>>
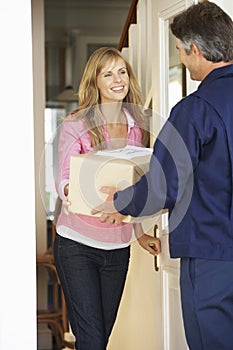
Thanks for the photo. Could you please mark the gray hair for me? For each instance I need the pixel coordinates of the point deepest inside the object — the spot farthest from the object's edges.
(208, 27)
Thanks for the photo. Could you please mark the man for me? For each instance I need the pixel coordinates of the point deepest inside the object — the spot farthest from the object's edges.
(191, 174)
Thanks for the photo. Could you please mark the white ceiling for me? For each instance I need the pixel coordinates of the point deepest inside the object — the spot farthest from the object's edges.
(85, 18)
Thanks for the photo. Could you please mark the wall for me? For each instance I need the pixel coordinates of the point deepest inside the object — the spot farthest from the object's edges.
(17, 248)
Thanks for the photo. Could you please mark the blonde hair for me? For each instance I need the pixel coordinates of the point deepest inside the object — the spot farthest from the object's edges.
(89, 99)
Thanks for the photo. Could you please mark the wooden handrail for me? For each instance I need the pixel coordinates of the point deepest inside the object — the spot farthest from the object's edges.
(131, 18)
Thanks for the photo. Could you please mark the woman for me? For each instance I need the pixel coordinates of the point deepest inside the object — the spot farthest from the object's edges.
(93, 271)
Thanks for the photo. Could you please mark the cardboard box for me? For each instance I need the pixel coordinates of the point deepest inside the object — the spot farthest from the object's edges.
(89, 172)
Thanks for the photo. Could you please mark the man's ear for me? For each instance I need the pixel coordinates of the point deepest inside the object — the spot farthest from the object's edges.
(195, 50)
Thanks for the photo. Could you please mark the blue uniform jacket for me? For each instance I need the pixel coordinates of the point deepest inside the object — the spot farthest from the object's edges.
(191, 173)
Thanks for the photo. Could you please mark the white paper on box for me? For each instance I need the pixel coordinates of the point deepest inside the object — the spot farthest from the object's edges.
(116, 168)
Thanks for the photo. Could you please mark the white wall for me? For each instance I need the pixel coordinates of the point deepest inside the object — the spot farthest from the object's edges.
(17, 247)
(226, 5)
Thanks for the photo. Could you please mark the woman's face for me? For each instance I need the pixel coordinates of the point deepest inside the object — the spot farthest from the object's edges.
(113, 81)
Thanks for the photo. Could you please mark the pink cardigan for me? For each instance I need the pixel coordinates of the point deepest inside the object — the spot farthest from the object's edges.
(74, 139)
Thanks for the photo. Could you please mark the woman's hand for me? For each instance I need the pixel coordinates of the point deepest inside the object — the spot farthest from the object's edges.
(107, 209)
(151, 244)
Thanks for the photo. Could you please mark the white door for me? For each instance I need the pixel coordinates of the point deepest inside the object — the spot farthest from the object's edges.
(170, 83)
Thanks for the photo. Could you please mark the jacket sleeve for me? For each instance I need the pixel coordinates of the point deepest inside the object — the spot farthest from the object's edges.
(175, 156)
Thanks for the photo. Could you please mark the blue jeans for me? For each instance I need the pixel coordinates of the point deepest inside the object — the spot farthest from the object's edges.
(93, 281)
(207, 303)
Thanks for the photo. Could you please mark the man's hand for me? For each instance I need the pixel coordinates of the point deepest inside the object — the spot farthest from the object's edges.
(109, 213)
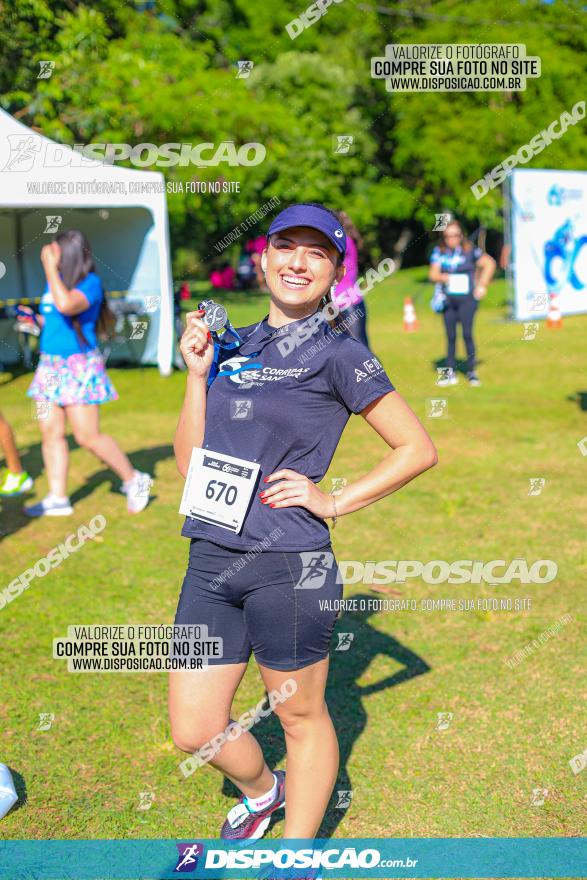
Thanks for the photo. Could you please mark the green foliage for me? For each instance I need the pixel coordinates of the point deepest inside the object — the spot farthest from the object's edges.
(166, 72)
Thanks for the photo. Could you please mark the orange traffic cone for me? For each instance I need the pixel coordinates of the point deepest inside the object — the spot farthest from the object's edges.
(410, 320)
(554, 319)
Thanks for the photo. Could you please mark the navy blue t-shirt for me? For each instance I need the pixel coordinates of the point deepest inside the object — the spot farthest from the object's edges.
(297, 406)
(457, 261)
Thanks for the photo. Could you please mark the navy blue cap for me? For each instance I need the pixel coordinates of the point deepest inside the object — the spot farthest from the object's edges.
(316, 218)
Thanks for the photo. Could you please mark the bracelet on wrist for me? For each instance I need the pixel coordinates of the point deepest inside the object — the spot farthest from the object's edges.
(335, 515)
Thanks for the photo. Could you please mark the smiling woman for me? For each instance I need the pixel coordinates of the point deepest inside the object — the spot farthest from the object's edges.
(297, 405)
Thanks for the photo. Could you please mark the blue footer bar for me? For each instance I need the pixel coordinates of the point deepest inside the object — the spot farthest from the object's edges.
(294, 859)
<<
>>
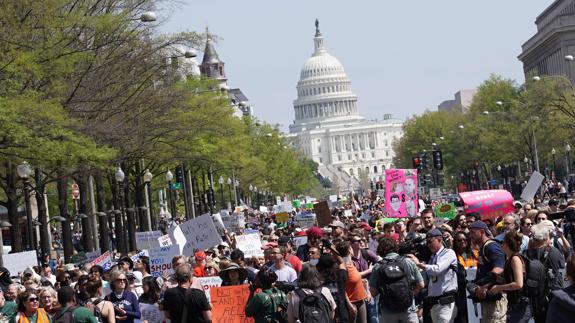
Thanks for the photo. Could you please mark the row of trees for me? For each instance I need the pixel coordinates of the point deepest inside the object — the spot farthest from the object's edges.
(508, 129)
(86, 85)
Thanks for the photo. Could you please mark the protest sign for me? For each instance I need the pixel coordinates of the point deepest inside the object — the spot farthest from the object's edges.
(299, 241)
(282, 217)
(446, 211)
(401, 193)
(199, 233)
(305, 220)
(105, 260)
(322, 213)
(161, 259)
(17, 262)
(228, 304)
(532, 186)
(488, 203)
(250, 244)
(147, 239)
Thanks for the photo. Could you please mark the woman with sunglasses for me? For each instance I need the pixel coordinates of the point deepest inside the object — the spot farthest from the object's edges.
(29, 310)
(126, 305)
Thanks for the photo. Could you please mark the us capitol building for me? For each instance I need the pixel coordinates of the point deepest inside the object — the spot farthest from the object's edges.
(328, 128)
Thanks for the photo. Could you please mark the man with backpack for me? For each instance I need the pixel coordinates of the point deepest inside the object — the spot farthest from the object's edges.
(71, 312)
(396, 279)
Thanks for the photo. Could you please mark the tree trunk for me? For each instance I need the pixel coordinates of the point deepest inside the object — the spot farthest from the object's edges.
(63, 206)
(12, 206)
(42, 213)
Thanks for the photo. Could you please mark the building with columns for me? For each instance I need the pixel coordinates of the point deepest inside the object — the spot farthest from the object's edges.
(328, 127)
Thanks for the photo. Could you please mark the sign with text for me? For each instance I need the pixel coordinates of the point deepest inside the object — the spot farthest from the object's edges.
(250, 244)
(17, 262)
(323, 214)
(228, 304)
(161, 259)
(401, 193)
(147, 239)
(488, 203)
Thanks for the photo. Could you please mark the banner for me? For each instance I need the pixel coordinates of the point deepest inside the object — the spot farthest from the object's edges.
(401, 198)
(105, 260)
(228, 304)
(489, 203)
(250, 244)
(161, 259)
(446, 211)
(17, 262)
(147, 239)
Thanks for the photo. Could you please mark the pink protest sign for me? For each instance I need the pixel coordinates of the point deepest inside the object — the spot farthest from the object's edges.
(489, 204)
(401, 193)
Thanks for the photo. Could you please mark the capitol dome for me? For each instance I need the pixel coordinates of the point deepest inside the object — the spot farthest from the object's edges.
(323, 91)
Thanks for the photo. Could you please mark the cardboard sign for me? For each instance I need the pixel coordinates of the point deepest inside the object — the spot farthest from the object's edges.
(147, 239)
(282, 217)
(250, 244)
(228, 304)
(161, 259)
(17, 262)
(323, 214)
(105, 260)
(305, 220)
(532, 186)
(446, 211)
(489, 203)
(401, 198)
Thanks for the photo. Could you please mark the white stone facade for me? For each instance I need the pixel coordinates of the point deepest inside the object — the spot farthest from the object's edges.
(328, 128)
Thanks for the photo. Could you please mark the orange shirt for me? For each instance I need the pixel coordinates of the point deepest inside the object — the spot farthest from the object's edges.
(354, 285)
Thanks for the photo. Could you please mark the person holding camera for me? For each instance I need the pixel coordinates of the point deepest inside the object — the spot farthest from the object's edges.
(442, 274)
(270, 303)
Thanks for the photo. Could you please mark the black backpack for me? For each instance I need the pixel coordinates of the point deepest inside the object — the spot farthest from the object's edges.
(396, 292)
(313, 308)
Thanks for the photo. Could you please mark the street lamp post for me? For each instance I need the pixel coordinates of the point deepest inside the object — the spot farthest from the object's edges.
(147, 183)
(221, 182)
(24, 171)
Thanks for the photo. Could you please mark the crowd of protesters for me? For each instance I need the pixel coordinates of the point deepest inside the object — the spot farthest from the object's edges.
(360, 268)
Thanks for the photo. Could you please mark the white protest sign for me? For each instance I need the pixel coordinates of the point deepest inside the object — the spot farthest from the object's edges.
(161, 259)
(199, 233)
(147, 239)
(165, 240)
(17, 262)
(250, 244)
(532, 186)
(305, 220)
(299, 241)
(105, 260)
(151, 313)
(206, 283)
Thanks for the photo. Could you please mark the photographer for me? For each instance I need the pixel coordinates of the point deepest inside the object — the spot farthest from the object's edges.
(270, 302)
<<
_REQUIREMENT_: Find every line in the entries above that contains the word "blonde", and copy each one out. Case counts.

_REPLY_:
Thanks for the photo. Could you please mark the blonde hair for me? For each instance I need the pixel coordinates of the point deepest inside the object — the spot farthest from the object's edges.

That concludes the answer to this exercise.